### Given problem
Reproduce word for word the part of the IMF statistics post below that runs from "# Understanding IMF" to "comprehensive but simplified?".

# Understanding IMF statistics

I teach Politics and I've been asked to prepare a course which includes a lot of financial data because it covers recent international financial crises.

I've been trying to use IMF statistics, but I find them rather confusing. For instance, if I want to know a country's deficit, I find three different options:

And when I look up GDP, I have a bewildering number of options to choose from (I've highlighted the one that makes more sense to me):

Is there any rule-of-thumb method for a lay person to use these statistics? Alternatively, is there any other source in which the data is comprehensive but simplified?

Thank you so much in advance!

• For the deficit question, “central government” is the equivalent of the U.S. Federal Government, while “general government” includes sub-sovereigns as well. I assume that the “budgetary“ series is what was budgeted, the other is what actually happened. The IMF compiles data from national sources, and the national governments generally have guides on how their statistics are calculated. Oct 11, 2020 at 12:30
• Can you clarify what exactly is the purpose you want to use those data? The thing is that there are always for example multiple deficits in a country. Do you care about whole country's deficit? Federal government deficit? State/municipality deficit (this is still country's deficit)? For the GDP I would recommend using the real GDP with expenditure approach - income approach is not widely used but even there answer will depend on exactly what you want to do. In addition please provide link to the data some information cannot be gauged just from name of series
– 1muflon1
Oct 11, 2020 at 12:31
• Also: I can’t tell where these data come from. The IMF World Economic Outlook has a relatively standardized data set (with less series). There is a report and a statistical database, and there might be a guide to the data. Oct 11, 2020 at 12:34
• If you only need yearly data, the World Bank data (WDI) is much easier to navigate. The IMF advantage is in higher frequency, i.e. quarterly data. Oct 11, 2020 at 12:55
• @BrianRomanchuk I am using the IMF's International Financial Statistics. As far as I can tell, the World Economic Outlook provides yearly reports, not a searchable database. Oct 12, 2020 at 7:54

This is a general problem with anyone who comes face to face with official statistics for the first time.

### Dataset content
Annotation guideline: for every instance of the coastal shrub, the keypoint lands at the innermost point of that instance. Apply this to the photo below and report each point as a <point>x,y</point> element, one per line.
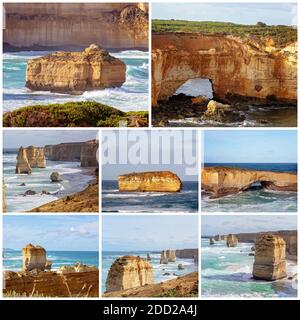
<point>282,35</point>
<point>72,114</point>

### Solved exercise
# Understanding IMF statistics

I teach Politics and I've been asked to prepare a course which includes a lot of financial data because it covers recent international financial crises.

I've been trying to use IMF statistics, but I find them rather confusing. For instance, if I want to know a country's deficit, I find three different options:

And when I look up GDP, I have a bewildering number of options to choose from (I've highlighted the one that makes more sense to me):

Is there any rule-of-thumb method for a lay person to use these statistics? Alternatively, is there any other source in which the data is comprehensive but simplified?